Dataset items
━━━━━━━━━━

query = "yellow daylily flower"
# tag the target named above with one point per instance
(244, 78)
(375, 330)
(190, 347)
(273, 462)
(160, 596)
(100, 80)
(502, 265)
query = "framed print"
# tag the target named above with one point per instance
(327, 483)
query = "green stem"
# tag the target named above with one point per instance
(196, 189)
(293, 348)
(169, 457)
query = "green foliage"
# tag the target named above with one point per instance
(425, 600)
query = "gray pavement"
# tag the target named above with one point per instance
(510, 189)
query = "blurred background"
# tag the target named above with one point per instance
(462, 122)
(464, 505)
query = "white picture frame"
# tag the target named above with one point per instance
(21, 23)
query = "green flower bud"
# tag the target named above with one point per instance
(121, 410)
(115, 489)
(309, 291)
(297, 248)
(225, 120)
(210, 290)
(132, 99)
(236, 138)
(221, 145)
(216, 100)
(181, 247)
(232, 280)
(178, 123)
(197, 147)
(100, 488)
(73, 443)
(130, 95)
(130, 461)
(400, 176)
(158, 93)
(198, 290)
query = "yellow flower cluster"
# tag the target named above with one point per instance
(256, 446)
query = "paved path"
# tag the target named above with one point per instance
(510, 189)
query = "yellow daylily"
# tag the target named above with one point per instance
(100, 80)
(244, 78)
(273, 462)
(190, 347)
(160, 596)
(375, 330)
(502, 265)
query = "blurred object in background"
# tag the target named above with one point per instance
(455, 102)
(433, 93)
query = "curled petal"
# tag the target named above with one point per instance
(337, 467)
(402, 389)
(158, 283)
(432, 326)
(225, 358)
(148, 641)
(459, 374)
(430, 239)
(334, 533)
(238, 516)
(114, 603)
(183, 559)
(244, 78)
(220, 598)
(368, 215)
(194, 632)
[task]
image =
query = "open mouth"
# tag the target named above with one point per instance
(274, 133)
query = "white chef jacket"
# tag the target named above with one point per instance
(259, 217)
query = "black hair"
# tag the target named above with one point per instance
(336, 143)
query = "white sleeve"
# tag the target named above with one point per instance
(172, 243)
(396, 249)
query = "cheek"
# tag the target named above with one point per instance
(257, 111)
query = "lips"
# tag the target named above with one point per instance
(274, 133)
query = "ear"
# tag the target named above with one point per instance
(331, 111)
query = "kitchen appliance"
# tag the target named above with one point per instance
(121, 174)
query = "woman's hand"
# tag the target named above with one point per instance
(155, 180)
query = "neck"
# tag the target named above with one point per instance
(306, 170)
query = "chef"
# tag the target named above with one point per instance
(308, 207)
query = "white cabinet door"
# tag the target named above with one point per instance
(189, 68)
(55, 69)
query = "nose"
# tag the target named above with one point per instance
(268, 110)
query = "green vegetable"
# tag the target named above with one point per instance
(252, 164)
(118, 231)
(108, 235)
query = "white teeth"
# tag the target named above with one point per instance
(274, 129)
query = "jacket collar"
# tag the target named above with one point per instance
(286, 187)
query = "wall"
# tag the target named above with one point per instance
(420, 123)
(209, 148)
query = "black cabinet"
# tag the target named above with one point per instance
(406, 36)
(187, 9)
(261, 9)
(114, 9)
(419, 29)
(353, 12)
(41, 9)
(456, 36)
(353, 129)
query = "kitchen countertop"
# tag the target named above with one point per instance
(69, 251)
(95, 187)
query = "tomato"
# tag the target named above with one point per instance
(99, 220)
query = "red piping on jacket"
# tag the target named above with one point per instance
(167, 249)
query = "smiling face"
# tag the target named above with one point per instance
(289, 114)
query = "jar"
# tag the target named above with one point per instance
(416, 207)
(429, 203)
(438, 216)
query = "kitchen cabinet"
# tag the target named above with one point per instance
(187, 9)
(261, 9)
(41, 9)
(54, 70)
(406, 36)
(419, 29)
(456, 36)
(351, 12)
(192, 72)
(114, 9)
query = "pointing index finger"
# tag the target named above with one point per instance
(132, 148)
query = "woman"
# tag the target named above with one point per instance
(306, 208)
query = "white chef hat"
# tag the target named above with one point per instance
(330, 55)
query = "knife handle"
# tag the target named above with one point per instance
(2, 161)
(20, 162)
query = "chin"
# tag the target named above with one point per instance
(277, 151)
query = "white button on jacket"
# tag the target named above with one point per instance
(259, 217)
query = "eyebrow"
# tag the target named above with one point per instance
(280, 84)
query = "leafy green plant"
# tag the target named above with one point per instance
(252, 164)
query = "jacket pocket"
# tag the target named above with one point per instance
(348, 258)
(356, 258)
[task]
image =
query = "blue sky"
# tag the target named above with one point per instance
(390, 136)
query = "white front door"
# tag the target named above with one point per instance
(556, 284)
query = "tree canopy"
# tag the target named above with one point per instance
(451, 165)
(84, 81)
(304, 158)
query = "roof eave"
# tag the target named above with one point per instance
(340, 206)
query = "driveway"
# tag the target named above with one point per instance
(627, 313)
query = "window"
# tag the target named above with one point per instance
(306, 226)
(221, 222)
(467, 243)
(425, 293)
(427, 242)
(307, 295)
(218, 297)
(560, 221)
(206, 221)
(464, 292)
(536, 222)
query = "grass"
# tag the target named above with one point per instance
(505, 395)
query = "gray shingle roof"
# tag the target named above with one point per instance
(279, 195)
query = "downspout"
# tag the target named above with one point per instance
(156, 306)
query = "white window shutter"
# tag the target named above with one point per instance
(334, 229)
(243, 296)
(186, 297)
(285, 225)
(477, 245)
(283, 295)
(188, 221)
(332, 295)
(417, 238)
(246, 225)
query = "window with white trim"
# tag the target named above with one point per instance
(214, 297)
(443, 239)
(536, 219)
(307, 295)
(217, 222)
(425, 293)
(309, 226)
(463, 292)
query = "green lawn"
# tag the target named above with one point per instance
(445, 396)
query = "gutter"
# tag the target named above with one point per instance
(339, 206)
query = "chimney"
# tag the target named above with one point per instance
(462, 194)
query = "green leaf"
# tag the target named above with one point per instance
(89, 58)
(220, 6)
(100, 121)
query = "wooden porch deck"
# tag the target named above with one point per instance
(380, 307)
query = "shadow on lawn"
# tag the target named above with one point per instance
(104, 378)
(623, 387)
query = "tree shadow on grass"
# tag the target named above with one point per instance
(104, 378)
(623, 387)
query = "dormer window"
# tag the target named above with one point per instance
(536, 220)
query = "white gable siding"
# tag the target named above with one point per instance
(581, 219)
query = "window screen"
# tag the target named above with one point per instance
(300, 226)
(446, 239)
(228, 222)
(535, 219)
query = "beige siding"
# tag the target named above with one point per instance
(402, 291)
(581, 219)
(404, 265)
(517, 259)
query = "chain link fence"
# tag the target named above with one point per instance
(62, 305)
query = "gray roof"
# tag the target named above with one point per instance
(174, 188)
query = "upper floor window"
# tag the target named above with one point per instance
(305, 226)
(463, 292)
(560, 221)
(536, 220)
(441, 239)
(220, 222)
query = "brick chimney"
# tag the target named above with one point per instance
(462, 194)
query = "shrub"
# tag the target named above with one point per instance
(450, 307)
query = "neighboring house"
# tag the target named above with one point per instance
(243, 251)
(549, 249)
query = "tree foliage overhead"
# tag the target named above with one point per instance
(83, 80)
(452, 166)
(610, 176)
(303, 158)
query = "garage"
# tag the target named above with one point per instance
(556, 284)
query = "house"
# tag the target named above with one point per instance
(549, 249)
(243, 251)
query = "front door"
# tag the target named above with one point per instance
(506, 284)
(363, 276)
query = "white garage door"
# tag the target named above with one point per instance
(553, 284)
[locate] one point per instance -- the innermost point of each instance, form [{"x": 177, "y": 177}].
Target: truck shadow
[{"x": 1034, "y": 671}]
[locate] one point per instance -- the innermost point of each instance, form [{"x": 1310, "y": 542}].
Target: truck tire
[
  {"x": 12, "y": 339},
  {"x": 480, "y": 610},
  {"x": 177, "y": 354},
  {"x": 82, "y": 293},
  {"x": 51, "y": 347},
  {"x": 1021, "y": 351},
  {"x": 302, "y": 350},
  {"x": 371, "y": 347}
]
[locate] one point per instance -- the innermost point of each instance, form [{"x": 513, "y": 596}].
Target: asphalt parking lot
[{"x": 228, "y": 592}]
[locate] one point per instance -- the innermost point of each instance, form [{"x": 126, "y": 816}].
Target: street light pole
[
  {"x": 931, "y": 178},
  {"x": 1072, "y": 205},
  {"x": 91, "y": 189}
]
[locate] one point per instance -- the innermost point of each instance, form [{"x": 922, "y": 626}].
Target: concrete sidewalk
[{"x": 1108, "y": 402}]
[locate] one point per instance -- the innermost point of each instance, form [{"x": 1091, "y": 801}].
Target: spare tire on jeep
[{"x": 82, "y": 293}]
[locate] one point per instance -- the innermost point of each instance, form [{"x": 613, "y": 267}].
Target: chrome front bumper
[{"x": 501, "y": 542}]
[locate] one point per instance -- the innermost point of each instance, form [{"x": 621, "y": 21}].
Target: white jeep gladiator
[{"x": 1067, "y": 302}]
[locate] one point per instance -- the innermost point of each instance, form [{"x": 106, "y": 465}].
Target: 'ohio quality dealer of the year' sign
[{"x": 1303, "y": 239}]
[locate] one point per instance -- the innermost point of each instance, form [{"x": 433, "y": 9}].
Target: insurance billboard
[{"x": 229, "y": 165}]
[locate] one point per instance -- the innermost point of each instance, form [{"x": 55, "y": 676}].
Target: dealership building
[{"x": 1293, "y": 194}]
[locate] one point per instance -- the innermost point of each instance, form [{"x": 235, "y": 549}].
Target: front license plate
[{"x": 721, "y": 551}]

━━━━━━━━━━

## Prompt
The lines you return should be those above that contain the word "blurred", every one of them.

## Answer box
query = "blurred background"
query = "blurred object in background"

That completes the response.